DO THIS: State how many lines in the data below contain the word "farm". Give only the number.

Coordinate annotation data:
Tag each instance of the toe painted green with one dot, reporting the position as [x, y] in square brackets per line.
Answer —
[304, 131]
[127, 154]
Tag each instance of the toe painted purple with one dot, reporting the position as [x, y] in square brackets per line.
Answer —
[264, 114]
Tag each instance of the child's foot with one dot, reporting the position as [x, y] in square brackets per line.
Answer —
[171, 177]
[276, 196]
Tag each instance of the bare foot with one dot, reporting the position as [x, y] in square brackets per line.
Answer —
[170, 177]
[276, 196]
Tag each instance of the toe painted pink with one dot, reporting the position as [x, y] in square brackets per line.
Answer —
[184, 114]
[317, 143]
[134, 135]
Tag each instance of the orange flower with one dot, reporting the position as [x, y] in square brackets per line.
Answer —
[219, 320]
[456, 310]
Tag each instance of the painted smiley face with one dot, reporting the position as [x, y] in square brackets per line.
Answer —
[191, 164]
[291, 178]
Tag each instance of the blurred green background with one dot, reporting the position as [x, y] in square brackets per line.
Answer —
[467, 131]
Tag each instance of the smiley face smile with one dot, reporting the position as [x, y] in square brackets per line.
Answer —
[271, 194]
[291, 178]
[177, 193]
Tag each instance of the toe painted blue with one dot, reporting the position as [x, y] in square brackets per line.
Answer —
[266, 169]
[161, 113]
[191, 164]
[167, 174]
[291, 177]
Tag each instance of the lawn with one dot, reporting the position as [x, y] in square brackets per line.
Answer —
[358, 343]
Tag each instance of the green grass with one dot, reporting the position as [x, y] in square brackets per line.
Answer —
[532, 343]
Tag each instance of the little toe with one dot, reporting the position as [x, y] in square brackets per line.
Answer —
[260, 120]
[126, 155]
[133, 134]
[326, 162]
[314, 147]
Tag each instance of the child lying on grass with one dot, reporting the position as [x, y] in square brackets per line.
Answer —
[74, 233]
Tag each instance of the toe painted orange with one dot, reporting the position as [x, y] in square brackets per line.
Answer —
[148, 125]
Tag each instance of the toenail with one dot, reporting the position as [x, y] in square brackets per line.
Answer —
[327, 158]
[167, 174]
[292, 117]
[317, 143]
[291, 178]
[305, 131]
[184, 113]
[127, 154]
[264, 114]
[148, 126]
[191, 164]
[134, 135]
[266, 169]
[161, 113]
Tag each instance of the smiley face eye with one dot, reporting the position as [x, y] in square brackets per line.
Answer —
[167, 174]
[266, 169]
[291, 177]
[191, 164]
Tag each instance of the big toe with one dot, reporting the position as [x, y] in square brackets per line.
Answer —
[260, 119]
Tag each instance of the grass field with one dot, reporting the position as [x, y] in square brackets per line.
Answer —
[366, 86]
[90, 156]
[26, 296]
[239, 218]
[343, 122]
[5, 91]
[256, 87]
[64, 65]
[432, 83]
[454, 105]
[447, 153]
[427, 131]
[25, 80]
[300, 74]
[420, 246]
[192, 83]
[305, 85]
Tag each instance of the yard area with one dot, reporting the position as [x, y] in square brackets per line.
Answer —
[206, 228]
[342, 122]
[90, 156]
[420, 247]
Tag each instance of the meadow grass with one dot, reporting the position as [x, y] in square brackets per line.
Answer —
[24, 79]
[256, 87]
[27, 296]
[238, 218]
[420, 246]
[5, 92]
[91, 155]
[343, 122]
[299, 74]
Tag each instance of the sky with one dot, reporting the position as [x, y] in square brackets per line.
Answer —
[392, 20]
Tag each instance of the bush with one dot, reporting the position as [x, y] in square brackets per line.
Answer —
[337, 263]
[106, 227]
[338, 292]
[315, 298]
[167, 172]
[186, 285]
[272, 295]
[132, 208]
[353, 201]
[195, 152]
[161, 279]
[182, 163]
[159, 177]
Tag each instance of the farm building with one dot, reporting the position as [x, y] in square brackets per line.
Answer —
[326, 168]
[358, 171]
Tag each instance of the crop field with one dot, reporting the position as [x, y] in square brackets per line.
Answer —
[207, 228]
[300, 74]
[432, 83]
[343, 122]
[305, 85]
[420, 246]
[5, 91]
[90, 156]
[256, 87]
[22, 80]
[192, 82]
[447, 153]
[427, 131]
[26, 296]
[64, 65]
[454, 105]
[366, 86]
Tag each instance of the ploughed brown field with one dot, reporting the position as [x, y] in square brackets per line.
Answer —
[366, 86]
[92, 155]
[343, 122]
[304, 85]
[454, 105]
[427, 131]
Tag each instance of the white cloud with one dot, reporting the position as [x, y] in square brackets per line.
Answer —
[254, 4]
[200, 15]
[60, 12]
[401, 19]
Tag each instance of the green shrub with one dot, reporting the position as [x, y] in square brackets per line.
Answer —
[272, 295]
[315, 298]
* * *
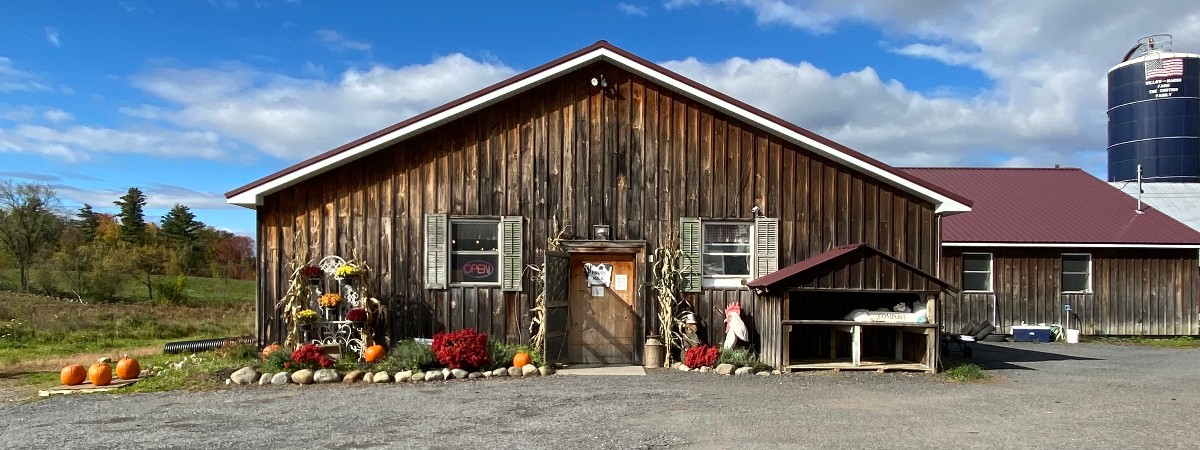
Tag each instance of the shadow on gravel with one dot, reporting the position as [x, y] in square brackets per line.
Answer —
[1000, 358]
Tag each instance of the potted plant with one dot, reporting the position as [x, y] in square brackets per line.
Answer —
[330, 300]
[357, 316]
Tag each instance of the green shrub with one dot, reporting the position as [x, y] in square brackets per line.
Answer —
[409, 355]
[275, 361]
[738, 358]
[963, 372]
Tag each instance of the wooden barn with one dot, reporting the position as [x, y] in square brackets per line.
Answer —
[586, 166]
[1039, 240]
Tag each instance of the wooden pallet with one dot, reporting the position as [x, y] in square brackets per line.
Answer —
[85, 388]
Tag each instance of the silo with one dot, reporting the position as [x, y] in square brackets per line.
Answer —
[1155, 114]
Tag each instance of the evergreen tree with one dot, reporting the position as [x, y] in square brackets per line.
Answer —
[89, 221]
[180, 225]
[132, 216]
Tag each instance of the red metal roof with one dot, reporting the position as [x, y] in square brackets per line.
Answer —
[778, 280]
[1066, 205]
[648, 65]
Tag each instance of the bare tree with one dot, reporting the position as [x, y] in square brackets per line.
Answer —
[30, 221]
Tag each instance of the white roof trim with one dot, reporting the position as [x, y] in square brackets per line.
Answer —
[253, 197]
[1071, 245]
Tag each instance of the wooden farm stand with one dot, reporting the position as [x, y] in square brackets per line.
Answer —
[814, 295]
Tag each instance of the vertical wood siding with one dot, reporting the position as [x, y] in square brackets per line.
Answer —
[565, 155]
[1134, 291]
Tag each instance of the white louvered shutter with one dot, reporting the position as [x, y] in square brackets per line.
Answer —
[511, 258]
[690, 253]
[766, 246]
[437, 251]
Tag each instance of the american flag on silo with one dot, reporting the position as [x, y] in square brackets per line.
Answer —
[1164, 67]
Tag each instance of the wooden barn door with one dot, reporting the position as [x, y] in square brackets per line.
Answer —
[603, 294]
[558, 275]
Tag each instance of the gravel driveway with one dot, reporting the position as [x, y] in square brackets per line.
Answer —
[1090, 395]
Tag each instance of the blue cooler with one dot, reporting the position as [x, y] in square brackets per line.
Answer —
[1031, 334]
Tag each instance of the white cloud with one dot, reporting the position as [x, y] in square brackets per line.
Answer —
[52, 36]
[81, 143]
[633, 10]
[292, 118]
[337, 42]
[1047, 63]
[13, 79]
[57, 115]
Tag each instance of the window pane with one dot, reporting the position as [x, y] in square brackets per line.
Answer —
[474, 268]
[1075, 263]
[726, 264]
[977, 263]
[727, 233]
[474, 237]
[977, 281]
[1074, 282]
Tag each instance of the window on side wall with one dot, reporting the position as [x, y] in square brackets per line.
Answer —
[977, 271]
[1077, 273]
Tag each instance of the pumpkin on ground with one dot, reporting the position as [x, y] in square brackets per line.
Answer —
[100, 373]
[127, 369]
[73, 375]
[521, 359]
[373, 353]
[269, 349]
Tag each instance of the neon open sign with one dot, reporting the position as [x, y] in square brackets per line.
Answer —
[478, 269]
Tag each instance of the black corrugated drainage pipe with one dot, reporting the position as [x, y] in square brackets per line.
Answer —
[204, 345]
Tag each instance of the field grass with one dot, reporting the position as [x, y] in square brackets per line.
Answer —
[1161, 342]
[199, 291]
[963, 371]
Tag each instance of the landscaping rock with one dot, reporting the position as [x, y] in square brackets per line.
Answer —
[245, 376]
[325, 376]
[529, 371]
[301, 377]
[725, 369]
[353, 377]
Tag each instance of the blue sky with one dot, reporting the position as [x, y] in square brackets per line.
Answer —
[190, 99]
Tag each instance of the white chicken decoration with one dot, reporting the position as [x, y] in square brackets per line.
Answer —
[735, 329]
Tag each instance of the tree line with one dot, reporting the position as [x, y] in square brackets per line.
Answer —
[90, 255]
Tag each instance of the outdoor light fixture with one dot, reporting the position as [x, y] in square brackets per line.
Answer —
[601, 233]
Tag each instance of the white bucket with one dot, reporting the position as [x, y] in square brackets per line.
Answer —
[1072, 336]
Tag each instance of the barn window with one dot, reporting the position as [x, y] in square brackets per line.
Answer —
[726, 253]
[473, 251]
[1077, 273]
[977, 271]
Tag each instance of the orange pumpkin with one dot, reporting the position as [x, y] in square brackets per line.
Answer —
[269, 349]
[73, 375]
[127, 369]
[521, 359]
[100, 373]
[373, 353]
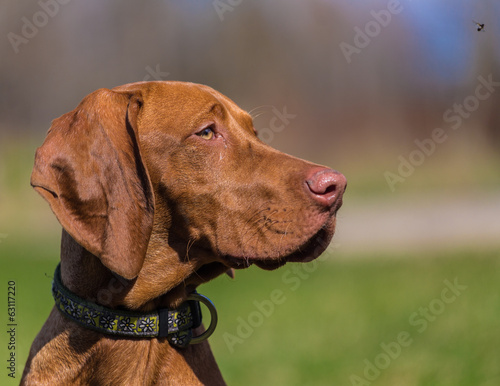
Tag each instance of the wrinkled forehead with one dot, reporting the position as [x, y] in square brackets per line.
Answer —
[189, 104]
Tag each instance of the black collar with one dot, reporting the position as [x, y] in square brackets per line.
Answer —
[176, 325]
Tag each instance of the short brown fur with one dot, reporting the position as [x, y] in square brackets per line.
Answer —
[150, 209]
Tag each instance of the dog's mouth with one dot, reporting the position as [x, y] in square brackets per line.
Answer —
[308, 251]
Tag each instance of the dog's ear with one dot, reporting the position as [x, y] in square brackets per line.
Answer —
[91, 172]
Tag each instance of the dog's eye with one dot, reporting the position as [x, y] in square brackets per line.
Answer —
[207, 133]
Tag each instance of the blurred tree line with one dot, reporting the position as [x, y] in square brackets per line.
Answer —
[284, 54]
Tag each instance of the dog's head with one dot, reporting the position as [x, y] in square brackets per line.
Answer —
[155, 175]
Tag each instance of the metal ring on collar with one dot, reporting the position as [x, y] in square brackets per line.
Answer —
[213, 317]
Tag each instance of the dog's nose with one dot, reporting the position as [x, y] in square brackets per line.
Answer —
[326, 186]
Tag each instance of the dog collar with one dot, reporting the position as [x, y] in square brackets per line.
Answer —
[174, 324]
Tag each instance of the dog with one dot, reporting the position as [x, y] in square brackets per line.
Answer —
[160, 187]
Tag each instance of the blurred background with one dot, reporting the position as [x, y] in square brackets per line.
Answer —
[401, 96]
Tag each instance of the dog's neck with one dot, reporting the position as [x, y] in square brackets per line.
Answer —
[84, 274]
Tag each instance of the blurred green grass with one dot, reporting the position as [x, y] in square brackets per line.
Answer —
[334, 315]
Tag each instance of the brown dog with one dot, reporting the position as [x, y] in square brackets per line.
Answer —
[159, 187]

RESPONSE: 2